- **PROBLEM SET**:
• a. In the Simone v. Kirschner case text, what sum did the District Court of Waterbury award the plaintiff?
• b. Pick up the Simone v. Kirschner case text after its last sentence and continue it.

- **DOCUMENT TEXT**:
From Casetext: Smarter Legal Research

Simone v. Kirschner

Supreme Court of Connecticut Third Judicial District, New Haven, January Term, 1924
Mar 1, 1924
124 A. 20 (Conn. 1924)

Opinion

The rule that parol evidence is inadmissible to vary a writing, does not forbid proof of a subsequent oral agreement between the parties, although that may alter the effect of the original writing or contract. Accordingly, the maker of a promissory note when sued thereon, may allege and prove a subsequent oral agreement, based on a sufficient consideration, to extend the time of payment of the note.

Argued January 29th, 1924

Decided March 1st, 1924.

ACTION by the payee against the maker of a promissory note, brought to and tried by the District Court of Waterbury, Peasley, J.; facts found and judgment rendered for the plaintiff for $416, and appeal by the defendant. Error and new trial ordered.

By the note sued upon, dated November 21st, 1921, the defendant promised to pay the plaintiff $400 six months after date. The defendant, by his answer, admitted the giving of the note, but alleged by way of special defense that the plaintiff was employed by the defendant as an agent for the sale of automobiles; that some time after the execution of the note the defendant placed an automobile in the possession of the plaintiff under an agreement that the plaintiff would endeavor to sell the automobile and from the proceeds of such sale deduct and pay himself the amount of the note, and that he would not demand payment of the note until he had either sold the automobile or returned it to the defendant; that the plaintiff took the automobile into his possession under this agreement and still retains it.

The defendant, for the purpose of proving the allegations of his special defense, offered evidence of a conversation between the plaintiff and the defendant some time after the note was given, and that the plaintiff then agreed to wait for the payment of the note until the automobile was sold or returned. The court, upon objection that the defendant thereby sought to vary, by parol evidence, the terms of the note, excluded the evidence, and thereafter also ruled that no defense was alleged which could be proved against the parol evidence rule. The defendant assigns these rulings as error.

James M. Lynch, with whom was John H. Burns, for the appellant (defendant).

Alfonse C. Fasano, with whom was Frank Crapanzano, for the appellee (plaintiff).

- **THE DATA**:
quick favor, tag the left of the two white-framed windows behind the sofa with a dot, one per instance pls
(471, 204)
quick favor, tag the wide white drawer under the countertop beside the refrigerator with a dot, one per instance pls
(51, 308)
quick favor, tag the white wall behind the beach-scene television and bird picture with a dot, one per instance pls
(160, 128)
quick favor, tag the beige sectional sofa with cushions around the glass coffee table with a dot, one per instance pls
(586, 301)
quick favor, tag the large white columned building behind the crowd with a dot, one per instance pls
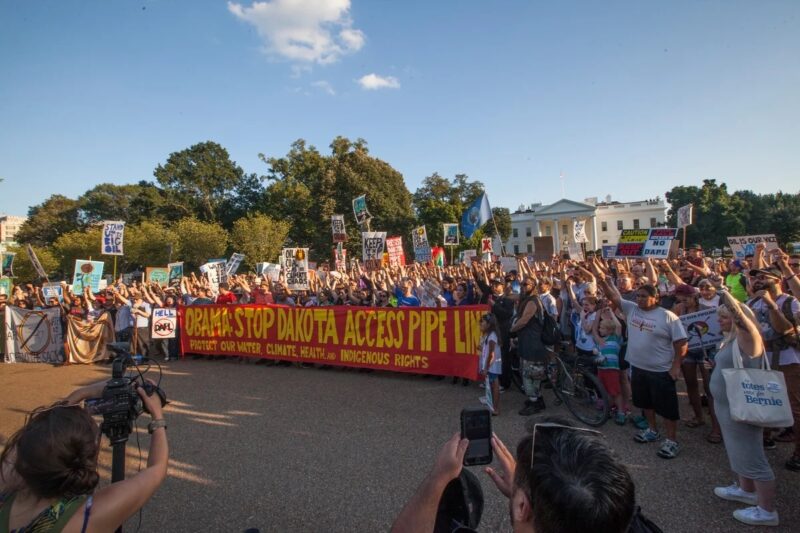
(604, 221)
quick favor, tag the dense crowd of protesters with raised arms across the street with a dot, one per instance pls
(623, 313)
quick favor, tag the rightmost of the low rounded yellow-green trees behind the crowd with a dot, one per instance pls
(259, 238)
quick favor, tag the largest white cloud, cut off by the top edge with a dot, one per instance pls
(311, 31)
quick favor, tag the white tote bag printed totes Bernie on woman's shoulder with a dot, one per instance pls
(757, 396)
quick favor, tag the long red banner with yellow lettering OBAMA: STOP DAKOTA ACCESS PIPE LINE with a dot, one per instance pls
(408, 339)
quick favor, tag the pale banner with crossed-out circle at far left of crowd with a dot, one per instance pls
(33, 336)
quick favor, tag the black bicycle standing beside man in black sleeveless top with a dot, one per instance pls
(574, 384)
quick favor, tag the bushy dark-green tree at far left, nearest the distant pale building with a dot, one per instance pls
(49, 220)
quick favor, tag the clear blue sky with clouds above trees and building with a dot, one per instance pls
(625, 98)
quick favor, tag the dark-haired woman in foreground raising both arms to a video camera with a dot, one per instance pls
(49, 472)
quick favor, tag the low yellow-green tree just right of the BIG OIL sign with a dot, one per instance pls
(149, 244)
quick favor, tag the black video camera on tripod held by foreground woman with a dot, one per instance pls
(120, 405)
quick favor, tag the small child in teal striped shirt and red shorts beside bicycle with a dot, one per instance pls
(607, 334)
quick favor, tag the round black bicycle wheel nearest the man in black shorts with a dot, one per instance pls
(585, 397)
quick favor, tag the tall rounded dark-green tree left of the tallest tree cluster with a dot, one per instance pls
(199, 180)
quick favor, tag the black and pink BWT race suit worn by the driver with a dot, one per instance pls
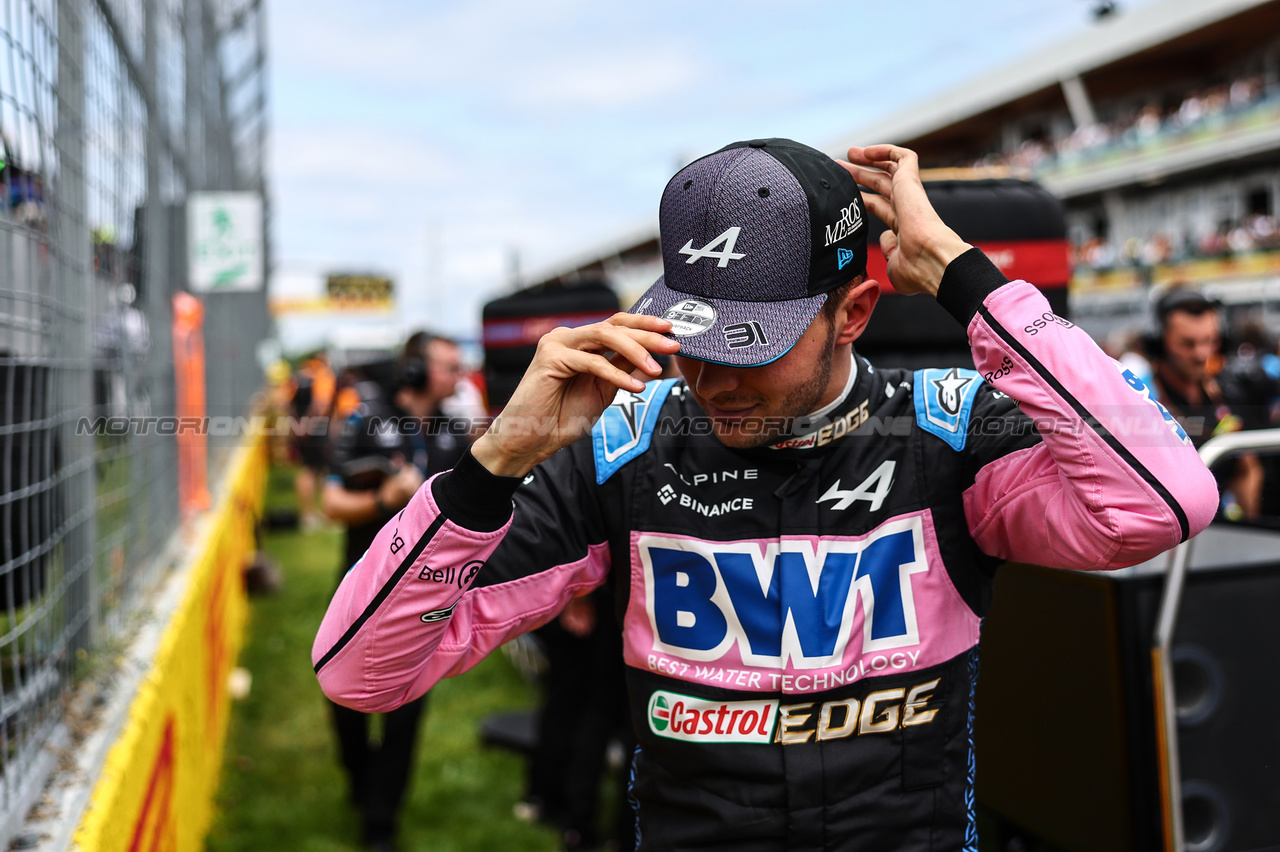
(801, 621)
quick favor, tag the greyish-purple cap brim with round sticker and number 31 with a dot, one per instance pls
(738, 335)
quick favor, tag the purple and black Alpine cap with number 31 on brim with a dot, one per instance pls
(753, 239)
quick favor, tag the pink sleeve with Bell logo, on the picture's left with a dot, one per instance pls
(406, 616)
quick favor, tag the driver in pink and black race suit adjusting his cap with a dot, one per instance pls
(802, 547)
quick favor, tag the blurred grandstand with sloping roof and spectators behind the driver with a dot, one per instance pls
(1159, 130)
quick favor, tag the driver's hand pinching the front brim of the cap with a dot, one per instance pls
(573, 379)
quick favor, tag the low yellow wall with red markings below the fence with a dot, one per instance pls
(157, 789)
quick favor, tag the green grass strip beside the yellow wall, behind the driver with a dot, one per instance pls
(282, 786)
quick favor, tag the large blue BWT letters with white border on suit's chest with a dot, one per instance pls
(784, 604)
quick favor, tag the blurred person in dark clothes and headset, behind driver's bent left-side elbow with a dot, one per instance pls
(382, 454)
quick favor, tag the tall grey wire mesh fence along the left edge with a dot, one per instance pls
(112, 112)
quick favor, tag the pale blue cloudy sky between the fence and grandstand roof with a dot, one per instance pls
(432, 141)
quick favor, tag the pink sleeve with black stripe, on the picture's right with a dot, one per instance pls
(1116, 480)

- **RESPONSES BY TASK**:
• a. $416

• b.
The rule against the admission of parol evidence to vary a written instrument does not apply to the establishment by parol of an agreement between the parties entered into subsequent to the time when the instrument was executed, notwithstanding such agreement may have the effect of changing the contract evidenced by writing. Such parol evidence does not controvert the original agreement but seeks to establish that the parties have, for a legal consideration, by a subsequent, distinct and separate transaction, exercised their right to change the terms of that agreement. Shopper Publishing Co. v. Skat Co., 90 Conn. 317, 97 A. 317; Barber v. Brace, 3 Conn. 9; 5 Wigmore on Evidence, § 2441; 22 Corpus Juris, p. 1273, § 1693. In such case the effect of the admission of evidence as to the subsequent agreement is not to vary the original written contract, but to tend to prove a new agreement. An oral agreement, made subsequent to the execution of a note, extending or otherwise changing the time of payment specified in the note, is well within this class of transactions and may be proved by parol. 10 R. C. L. p. 1034; Low v. Treadwell, 12 Me. 441; Grafton Bank v. Woodward, 5 N. H. 99; Farnham v. Ingham, 5 Vt. 514; Ferguson v. Hill, 3 Stew. (Ala.) 485, 21 Amer. Dec. 641.

Such an agreement for extension of time for payment, since it involves a promise by the holder to forbear, must be supported by a consideration, but there is such a consideration if the debtor does, or promises to do, something further or different from that which he is bound to do. The placing of the automobile in the possession of the plaintiff, as alleged in the special defense, under the conditions therein set forth, would, if established, constitute a sufficient consideration for an agreement changing the time for payment of the note.


Summaries of

Simone v. Kirschner

Supreme Court of Connecticut Third Judicial District, New Haven, January Term, 1924
Mar 1, 1924
124 A. 20 (Conn. 1924)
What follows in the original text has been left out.